> [Source extract]
===============

Tuesday, March 31, 2009


Welcome to Poetry Month! For the Kansas Poetry Month Contests, throughout April, write a poem(or poems) based on the given theme and e-mail to kansaspoetry@gmail.com.

There will be two contests each week. Each contest winner will receive a free book of poetry and/or Ad Astra broadsides, and I will post winners on my blog http://deniselow.blogspot.com.

I will judge, and I reserve the right to choose based on my own aesthetic taste. However, the real reward is the joy of writing and participating in Poetry Month. I will enjoy reading new poems.

The first contest theme is Kansas Landscape. Please paste your poem into an email and also attach a copy in Rich Text Format (RTF). Further details are on the Kansas Arts Commission website: http://arts.ks.gov


Monday, March 30, 2009



Gary Lechliter, born in Coffeyville, grew up in rural southeastern Kansas, where he sets many of his poems. He is an active reader, writer, editor, and supporter of literary arts in the Lawrence-Topeka area. He was the founder and editor of the literary magazine I-70, which featured authors who live along this interstate highway. His educational background is in psychology, and human quandaries appear in his verse. He also explores the varied dimensions of human imagination, collected in his new book Foggy Bottoms: Poems about Myths and Legends. Known laws of reality are not enough for this poet, so he turns to confabulous tales.

===============

> [Data excerpt]

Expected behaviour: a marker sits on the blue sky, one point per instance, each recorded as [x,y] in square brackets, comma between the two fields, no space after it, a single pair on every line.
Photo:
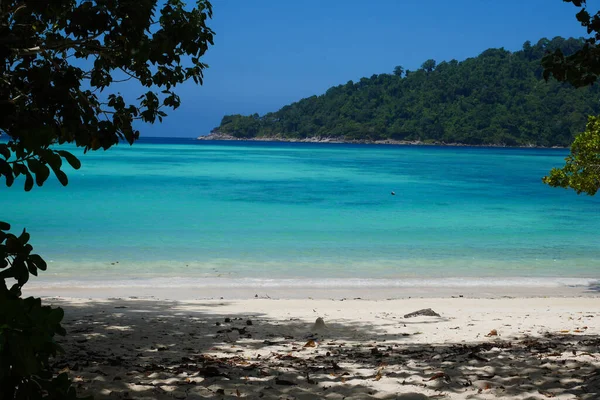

===============

> [What is asked]
1: In the poetry blog post, what is the theme of the first contest?
2: Reproduce the passage of the poetry blog post that starts at the words "There will be" and ends after "my blog http://deniselow.blogspot.com.".
The lines here are separate from the poetry blog post and unrelated to it.

> [Set of answers]
1: Kansas Landscape.

2:
There will be two contests each week. Each contest winner will receive a free book of poetry and/or Ad Astra broadsides, and I will post winners on my blog http://deniselow.blogspot.com.